++++ The data ++++

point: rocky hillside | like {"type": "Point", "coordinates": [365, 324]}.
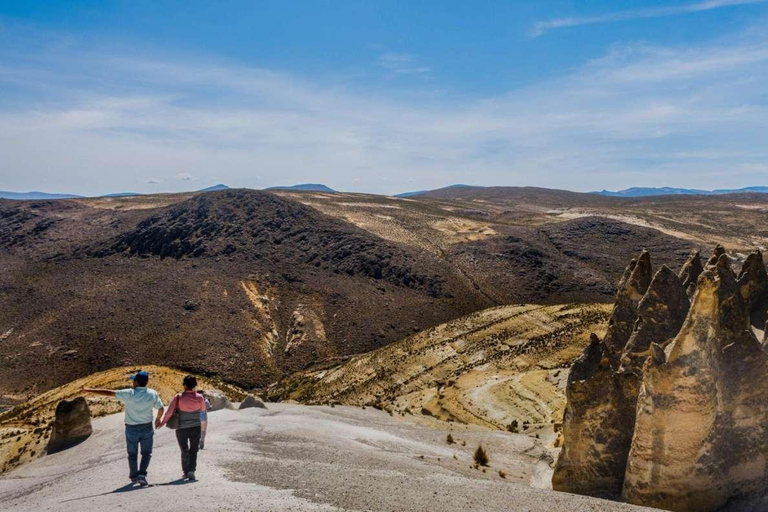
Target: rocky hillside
{"type": "Point", "coordinates": [251, 286]}
{"type": "Point", "coordinates": [26, 429]}
{"type": "Point", "coordinates": [667, 410]}
{"type": "Point", "coordinates": [503, 368]}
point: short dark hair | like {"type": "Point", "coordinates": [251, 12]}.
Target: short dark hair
{"type": "Point", "coordinates": [190, 381]}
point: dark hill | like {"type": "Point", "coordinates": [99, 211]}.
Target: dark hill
{"type": "Point", "coordinates": [249, 285]}
{"type": "Point", "coordinates": [306, 187]}
{"type": "Point", "coordinates": [240, 284]}
{"type": "Point", "coordinates": [263, 227]}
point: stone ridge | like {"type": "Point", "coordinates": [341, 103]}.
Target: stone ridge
{"type": "Point", "coordinates": [678, 424]}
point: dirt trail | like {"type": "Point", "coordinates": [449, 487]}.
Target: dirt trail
{"type": "Point", "coordinates": [298, 458]}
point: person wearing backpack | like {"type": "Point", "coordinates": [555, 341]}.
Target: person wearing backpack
{"type": "Point", "coordinates": [139, 402]}
{"type": "Point", "coordinates": [204, 419]}
{"type": "Point", "coordinates": [183, 415]}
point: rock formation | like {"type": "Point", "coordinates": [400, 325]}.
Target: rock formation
{"type": "Point", "coordinates": [71, 426]}
{"type": "Point", "coordinates": [217, 399]}
{"type": "Point", "coordinates": [696, 438]}
{"type": "Point", "coordinates": [690, 273]}
{"type": "Point", "coordinates": [603, 383]}
{"type": "Point", "coordinates": [251, 401]}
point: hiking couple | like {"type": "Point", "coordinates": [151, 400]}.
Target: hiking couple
{"type": "Point", "coordinates": [187, 413]}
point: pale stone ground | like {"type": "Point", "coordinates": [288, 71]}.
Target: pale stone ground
{"type": "Point", "coordinates": [293, 457]}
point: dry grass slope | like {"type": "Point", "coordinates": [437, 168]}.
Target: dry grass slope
{"type": "Point", "coordinates": [493, 368]}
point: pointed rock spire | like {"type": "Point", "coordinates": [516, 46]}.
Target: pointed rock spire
{"type": "Point", "coordinates": [660, 314]}
{"type": "Point", "coordinates": [691, 270]}
{"type": "Point", "coordinates": [632, 287]}
{"type": "Point", "coordinates": [701, 407]}
{"type": "Point", "coordinates": [582, 467]}
{"type": "Point", "coordinates": [719, 251]}
{"type": "Point", "coordinates": [753, 282]}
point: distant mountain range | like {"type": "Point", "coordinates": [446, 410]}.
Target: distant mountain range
{"type": "Point", "coordinates": [318, 187]}
{"type": "Point", "coordinates": [214, 188]}
{"type": "Point", "coordinates": [420, 192]}
{"type": "Point", "coordinates": [670, 191]}
{"type": "Point", "coordinates": [306, 187]}
{"type": "Point", "coordinates": [34, 195]}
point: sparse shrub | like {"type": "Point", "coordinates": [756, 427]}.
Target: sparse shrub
{"type": "Point", "coordinates": [481, 457]}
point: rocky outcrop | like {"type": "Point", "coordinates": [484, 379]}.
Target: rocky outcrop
{"type": "Point", "coordinates": [603, 385]}
{"type": "Point", "coordinates": [586, 464]}
{"type": "Point", "coordinates": [690, 273]}
{"type": "Point", "coordinates": [703, 407]}
{"type": "Point", "coordinates": [681, 422]}
{"type": "Point", "coordinates": [632, 287]}
{"type": "Point", "coordinates": [217, 399]}
{"type": "Point", "coordinates": [71, 426]}
{"type": "Point", "coordinates": [250, 402]}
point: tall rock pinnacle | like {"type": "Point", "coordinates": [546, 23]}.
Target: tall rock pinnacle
{"type": "Point", "coordinates": [631, 290]}
{"type": "Point", "coordinates": [701, 411]}
{"type": "Point", "coordinates": [601, 400]}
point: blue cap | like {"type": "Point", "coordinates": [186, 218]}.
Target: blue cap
{"type": "Point", "coordinates": [141, 377]}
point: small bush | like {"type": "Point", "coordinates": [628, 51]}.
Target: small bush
{"type": "Point", "coordinates": [480, 456]}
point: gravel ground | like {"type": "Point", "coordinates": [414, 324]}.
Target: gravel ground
{"type": "Point", "coordinates": [294, 457]}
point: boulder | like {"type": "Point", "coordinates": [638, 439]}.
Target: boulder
{"type": "Point", "coordinates": [71, 426]}
{"type": "Point", "coordinates": [217, 399]}
{"type": "Point", "coordinates": [252, 401]}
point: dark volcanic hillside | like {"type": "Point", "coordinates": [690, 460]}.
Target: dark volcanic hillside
{"type": "Point", "coordinates": [241, 284]}
{"type": "Point", "coordinates": [274, 231]}
{"type": "Point", "coordinates": [249, 285]}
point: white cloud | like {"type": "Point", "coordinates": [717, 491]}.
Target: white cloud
{"type": "Point", "coordinates": [654, 12]}
{"type": "Point", "coordinates": [640, 115]}
{"type": "Point", "coordinates": [402, 64]}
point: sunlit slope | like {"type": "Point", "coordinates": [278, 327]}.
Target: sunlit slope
{"type": "Point", "coordinates": [495, 367]}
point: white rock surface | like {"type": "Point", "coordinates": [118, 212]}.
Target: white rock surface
{"type": "Point", "coordinates": [298, 458]}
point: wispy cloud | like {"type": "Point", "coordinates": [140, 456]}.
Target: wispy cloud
{"type": "Point", "coordinates": [640, 115]}
{"type": "Point", "coordinates": [402, 64]}
{"type": "Point", "coordinates": [656, 12]}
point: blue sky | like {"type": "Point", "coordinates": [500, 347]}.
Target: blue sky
{"type": "Point", "coordinates": [382, 96]}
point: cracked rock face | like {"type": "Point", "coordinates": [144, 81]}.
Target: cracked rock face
{"type": "Point", "coordinates": [679, 420]}
{"type": "Point", "coordinates": [702, 407]}
{"type": "Point", "coordinates": [71, 426]}
{"type": "Point", "coordinates": [600, 415]}
{"type": "Point", "coordinates": [586, 465]}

++++

→ Problem details: In the answer, repeat exactly the lines from the top of the entries above through the line with "point: short dark", and leave pictures out of it.

→ Answer space:
point: rocky hillside | like {"type": "Point", "coordinates": [365, 324]}.
Target: rocky hillside
{"type": "Point", "coordinates": [251, 286]}
{"type": "Point", "coordinates": [26, 429]}
{"type": "Point", "coordinates": [667, 410]}
{"type": "Point", "coordinates": [503, 368]}
point: short dark hair | like {"type": "Point", "coordinates": [251, 12]}.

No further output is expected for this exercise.